A small smile heads off the rage. A wave back keeps the situation civil. A forced laugh keeps the man outside of the drugstore from following me any further. A full-fledged conversation when I am trapped in line helps me suss out whether or not this person is violent, or just overly-friendly.

It’s tiresome and it’s not ideal. It leaves me wary and makes me guarded. It prompts me to consider every single interaction I have in public.

There’s an innate unfairness to this; for the men who harass me, who invade my space and demand my time and attention, who grant themselves permission to touch me, this is a pleasant experience. They feel listened to and visible and valued and validated.

It has the opposite effect on me.

And yes, I know that in doing this — in using courtesy as a weapon of self defense — that I am also actively enabling the behavior and I am encouraging it further and I am part of the problem.
But my body is not the battleground for this fight and my personal safety is not a currency I am willing to exchange for ending it because even if I cash it in it will persist.

I would rather get home safe at night than take up the charge of ending male entitlement when it stumbles my way because the truth is, my compliance doesn’t cause male entitlement and my lack of compliance isn’t enough to make it stop.

If I stop using politeness as my armor, I won’t correct centuries of conditioning and acceptance and even encouragement. I won’t make a man who thinks my body is his for the taking to reconsider a lifetime of training that tells him that’s the case.

I won’t end anything except, potentially, my own life.

If I stop complying, the most likely outcome is that I will harmed. The most likely outcome is that nothing will change except instead of being irritated by harassment, I will go back to being actively afraid or, you know, worse.

For this reason, each day, I decide to be temporarily ok being part of the problem because I know that my part is the absolute smallest part. I also decide to be part of the problem because the alternative — ”just ignoring it” — is part of the problem.

Of course, telling women to “just ignore it” is another way of telling women to be quiet. If we’re quiet, we’ll be safe. If we’re quiet, they’ll go away.

If we’re quiet, all of the men who don’t harass women, who don’t help themselves to our bodies, can feel better about their own silence.

On this exact night, with this exact man who should know better because he prides himself on understanding and hearing women, the tiredness overwhelms me and I can’t be part of it anymore.

Exercise data:

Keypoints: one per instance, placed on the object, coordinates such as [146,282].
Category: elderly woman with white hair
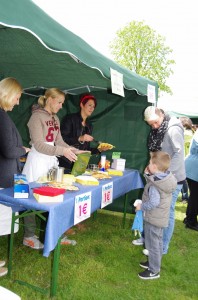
[167,134]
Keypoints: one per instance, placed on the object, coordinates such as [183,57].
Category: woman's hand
[77,151]
[147,171]
[69,153]
[26,149]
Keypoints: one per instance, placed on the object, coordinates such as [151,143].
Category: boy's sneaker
[66,241]
[147,274]
[145,252]
[144,265]
[138,242]
[33,242]
[3,271]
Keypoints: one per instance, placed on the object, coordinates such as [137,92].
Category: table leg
[11,241]
[125,208]
[55,266]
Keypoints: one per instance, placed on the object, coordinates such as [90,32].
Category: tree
[143,51]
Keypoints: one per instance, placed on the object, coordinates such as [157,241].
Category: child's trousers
[154,244]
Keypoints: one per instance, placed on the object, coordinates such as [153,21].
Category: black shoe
[190,226]
[144,265]
[147,274]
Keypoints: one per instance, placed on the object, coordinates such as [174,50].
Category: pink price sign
[107,194]
[82,209]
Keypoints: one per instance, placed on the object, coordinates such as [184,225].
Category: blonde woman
[11,148]
[47,143]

Tasks to complete:
[1] Reproduce the passage on street harassment word for word, beginning at the words "It has the opposite" and stopping after "am part of the problem.".
[2] Carry on the passage on street harassment, picking up right after its last sentence.

Answers to each task:
[1]
It has the opposite effect on me.

And yes, I know that in doing this — in using courtesy as a weapon of self defense — that I am also actively enabling the behavior and I am encouraging it further and I am part of the problem.

[2]
“No, actually, he won’t. He won’t go away and he won’t leave us alone and actually ‘engaging’ is one of the best ways I know how to keep myself safe.”

And we’re off.

For the entire bus ride home (the bus finally comes) I unload all of little scraps of indignity that I have packed around with me for all of these years. And I don’t care if he hears it or learns a goddamn thing because mostly I just need to say these things. These things that I have said above and many more.

Things like “harassment is not the same as giving a compliment” and “telling women to be silent does nothing to solve the problem” and “saying that my actions cause this is exactly what we mean when we say ‘victim-blaming.’”

In the years since that night, I have told this exact story many times, to many men, in large part because being silent — just ignoring it — doesn’t make women safer and I need you to know that.

I just need you to know that.

When men are quick to remind us that not all men harass women, I’m quicker to remind them that all women (really, all) have experienced this at least once, but more likely, they have experienced it many, many more times than that.

And as many times as we’ve been party to this — as many times as someone has touched us, yelled at us, hit on us, hit us, raped us , spat on us, stalked us, threatened us, propositioned us — we’ve also been told to just ignore it.

The truth is, we don’t have the luxury to ignore harassment. We engage, we’re kind, because that is what keeps us safe.

And now it’s time for everyone to engage.

If you’re tired of hearing about women being harassed, tired of us sharing our stories about it, maybe that’s because you’ve been ignoring it, and we don’t believe that you should have that luxury anymore, either.